The task: Copy every line below that has the word "slat" in it.

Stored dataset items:
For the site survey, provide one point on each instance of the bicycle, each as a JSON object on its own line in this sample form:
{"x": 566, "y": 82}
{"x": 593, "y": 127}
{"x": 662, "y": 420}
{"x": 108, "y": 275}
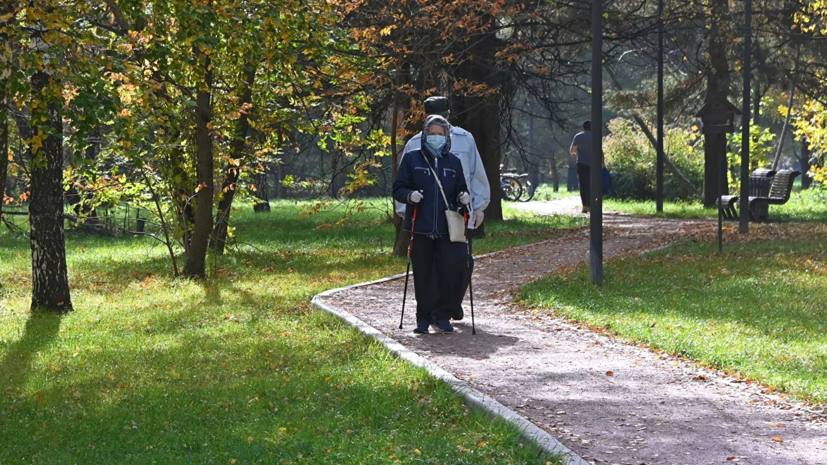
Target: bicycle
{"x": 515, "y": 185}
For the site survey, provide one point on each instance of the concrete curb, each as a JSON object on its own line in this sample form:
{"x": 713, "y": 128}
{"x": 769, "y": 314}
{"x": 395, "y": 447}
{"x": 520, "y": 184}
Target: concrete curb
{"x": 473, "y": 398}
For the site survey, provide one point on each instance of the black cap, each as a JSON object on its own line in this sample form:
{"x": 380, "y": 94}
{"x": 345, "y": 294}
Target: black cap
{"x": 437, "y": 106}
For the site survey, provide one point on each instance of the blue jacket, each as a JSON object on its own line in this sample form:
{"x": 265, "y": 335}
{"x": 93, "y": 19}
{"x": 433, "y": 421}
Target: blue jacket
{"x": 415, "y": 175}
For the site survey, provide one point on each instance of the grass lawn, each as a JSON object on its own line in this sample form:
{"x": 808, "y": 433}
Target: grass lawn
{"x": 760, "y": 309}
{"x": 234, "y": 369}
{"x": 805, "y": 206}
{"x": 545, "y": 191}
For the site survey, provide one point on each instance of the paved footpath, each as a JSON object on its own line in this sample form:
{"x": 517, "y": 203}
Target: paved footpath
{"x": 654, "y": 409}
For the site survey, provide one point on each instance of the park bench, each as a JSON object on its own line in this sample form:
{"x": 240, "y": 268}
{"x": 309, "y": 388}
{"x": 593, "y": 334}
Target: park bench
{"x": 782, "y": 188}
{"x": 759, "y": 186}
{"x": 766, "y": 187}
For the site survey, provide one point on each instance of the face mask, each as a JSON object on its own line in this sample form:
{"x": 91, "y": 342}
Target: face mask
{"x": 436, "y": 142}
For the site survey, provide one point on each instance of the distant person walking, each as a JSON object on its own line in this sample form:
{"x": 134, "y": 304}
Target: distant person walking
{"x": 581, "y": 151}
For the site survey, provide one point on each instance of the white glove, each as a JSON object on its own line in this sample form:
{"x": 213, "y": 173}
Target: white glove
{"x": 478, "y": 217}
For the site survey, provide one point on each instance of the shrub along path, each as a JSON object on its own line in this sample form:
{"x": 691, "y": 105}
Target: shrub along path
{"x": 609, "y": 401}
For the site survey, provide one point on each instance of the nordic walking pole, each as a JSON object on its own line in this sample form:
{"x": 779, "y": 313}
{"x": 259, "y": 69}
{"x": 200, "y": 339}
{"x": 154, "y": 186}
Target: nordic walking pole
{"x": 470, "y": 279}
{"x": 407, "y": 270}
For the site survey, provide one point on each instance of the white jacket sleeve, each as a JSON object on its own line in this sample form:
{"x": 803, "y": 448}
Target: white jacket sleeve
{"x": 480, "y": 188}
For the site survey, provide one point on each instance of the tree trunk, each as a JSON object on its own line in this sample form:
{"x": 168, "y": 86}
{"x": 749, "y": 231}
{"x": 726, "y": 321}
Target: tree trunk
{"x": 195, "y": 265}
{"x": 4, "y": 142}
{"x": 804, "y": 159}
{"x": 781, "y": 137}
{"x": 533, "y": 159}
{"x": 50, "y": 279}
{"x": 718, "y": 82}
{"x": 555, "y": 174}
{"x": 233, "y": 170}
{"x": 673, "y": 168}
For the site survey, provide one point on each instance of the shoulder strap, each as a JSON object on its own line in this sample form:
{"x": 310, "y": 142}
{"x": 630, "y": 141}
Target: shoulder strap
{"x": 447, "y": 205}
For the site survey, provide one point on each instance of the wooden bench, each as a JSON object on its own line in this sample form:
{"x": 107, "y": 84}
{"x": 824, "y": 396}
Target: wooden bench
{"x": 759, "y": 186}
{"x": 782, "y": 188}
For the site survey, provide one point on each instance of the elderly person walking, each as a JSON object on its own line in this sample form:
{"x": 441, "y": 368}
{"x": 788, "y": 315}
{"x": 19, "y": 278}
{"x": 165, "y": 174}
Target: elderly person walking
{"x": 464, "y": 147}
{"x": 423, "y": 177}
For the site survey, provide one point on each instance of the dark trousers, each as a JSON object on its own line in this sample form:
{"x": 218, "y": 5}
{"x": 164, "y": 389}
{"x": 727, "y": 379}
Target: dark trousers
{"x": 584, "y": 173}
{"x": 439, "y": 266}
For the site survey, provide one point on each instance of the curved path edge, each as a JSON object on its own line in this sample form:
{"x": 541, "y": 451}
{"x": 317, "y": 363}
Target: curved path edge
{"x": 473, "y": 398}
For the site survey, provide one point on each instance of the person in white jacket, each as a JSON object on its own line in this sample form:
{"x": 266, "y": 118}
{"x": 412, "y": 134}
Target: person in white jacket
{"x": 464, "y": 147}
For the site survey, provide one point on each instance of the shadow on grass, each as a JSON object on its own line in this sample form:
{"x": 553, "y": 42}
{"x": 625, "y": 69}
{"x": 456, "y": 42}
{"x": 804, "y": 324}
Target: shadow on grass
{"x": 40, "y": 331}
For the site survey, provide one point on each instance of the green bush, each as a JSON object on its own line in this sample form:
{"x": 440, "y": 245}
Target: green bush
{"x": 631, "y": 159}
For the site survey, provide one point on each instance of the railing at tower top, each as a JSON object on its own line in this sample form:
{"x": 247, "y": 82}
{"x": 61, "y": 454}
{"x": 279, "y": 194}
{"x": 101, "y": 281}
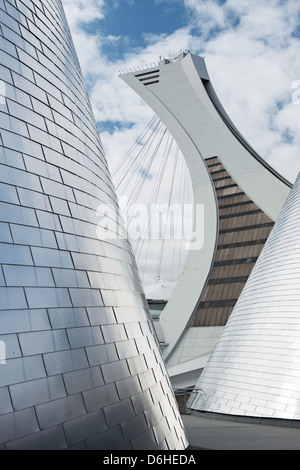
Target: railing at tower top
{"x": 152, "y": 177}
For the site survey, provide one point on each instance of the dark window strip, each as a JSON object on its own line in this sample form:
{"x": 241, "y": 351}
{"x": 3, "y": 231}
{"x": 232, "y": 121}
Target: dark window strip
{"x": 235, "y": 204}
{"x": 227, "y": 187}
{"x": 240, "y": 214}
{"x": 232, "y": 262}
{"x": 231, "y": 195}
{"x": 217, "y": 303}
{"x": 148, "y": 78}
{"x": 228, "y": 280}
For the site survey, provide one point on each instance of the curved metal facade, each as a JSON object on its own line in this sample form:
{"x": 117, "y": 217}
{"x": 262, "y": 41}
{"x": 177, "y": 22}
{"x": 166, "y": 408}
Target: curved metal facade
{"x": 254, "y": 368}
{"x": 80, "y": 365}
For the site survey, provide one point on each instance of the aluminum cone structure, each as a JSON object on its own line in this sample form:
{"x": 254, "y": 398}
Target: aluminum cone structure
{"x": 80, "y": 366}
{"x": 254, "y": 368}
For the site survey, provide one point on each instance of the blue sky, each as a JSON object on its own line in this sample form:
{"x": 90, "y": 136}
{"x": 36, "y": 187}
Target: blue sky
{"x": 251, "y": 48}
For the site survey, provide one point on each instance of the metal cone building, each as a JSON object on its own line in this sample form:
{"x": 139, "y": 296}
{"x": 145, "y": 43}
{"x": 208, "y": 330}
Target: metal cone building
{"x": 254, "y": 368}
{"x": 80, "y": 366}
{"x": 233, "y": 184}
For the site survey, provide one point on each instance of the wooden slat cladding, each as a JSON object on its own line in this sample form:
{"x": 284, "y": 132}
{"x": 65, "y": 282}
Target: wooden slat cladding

Response area:
For the site survey, provide one point on each instance of the wooden slat cladding, each as a JSON object on its own line in this sample form:
Target: wooden slat cladding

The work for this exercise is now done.